◆ Условия задачи: Выпишите нумерованным списком строки между строкой с «Mark each instance of the white window» и строкой с «x=431 y=327» включительно, пустые строки пропустите.

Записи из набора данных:
++++++++++++++++++++

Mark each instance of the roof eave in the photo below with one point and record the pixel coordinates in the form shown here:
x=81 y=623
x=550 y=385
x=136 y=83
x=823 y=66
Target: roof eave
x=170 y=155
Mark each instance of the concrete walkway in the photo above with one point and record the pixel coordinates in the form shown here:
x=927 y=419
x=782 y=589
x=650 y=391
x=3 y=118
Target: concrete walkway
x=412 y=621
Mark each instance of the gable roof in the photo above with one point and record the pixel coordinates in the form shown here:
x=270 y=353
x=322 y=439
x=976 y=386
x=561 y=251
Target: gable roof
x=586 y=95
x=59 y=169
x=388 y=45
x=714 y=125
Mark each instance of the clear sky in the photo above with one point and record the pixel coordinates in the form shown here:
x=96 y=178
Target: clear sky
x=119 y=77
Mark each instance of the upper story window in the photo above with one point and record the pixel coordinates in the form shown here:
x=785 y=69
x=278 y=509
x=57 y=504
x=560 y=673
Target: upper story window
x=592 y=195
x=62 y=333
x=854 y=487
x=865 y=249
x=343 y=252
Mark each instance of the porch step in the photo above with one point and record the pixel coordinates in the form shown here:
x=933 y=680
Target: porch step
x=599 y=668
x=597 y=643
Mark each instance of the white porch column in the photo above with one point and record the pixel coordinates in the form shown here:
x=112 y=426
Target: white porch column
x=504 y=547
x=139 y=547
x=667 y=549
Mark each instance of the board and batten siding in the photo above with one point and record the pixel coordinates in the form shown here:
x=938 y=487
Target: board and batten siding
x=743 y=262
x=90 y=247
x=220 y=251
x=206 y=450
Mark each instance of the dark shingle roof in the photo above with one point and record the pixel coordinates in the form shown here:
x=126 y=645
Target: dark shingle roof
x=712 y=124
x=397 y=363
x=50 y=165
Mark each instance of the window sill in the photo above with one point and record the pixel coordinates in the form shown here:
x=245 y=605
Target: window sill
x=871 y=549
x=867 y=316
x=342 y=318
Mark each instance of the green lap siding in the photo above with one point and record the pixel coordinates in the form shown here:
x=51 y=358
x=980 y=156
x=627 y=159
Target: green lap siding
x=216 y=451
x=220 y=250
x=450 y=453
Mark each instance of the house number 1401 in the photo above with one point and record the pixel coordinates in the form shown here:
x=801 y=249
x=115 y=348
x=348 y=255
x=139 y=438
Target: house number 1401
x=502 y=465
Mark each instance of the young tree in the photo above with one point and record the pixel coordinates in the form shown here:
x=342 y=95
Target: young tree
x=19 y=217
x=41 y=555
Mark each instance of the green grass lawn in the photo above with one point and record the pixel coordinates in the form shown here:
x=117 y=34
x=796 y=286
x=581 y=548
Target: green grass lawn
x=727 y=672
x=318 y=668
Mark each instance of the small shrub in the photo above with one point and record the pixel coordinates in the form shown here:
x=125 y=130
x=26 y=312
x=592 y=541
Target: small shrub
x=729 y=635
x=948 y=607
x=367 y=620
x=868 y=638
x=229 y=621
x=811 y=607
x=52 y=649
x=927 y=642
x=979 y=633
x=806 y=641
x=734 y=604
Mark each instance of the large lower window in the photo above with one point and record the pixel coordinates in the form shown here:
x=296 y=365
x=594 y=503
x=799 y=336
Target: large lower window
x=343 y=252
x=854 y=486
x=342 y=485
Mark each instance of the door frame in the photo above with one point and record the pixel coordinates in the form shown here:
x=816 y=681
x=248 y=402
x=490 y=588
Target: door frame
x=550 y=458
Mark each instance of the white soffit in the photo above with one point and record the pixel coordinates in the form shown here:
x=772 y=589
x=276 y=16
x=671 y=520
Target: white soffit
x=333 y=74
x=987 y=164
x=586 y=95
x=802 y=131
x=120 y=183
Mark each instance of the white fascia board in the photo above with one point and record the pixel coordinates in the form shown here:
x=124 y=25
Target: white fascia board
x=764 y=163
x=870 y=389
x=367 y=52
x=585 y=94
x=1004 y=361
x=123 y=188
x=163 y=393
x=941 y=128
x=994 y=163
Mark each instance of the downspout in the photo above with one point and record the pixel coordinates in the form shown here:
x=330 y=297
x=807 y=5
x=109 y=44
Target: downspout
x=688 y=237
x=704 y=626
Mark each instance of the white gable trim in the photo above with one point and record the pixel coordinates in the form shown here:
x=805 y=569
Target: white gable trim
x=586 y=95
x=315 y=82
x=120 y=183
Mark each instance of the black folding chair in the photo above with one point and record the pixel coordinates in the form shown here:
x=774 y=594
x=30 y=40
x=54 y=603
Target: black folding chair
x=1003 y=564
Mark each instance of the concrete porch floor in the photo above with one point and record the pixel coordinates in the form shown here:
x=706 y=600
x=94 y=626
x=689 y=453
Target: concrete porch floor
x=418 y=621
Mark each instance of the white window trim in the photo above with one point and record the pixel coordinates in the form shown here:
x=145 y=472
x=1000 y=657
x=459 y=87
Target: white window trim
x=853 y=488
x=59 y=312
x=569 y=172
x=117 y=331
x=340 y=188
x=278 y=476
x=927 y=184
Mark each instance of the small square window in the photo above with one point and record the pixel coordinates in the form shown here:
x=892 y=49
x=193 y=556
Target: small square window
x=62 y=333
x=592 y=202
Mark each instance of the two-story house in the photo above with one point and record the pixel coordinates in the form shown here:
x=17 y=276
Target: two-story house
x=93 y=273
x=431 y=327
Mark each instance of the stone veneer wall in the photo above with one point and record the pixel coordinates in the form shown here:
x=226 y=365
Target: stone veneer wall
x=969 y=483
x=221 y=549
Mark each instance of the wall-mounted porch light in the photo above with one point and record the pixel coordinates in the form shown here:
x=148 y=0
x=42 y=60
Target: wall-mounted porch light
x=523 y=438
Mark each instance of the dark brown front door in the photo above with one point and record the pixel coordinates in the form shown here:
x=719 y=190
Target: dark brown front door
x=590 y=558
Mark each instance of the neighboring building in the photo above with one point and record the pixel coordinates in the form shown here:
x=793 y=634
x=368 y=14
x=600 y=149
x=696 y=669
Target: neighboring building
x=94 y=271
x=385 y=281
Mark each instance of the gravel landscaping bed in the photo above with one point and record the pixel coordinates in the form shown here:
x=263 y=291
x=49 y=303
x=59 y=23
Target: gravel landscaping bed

++++++++++++++++++++

◆ Итоговый ответ:
1. Mark each instance of the white window trim in the photo above with one point and record the pixel coordinates in the form shown here:
2. x=145 y=472
3. x=1000 y=657
4. x=459 y=87
5. Target: white window trim
6. x=853 y=488
7. x=59 y=312
8. x=569 y=172
9. x=117 y=331
10. x=340 y=188
11. x=278 y=476
12. x=927 y=184
13. Mark each instance of the small square window in the photo above with one point and record the pixel coordinates in the form shown here:
14. x=892 y=49
15. x=193 y=556
16. Target: small square window
17. x=62 y=333
18. x=592 y=202
19. Mark each instance of the two-story house in the photo above with one point and record the pixel coordinates in the form shown here:
20. x=17 y=276
21. Target: two-story house
22. x=93 y=273
23. x=431 y=327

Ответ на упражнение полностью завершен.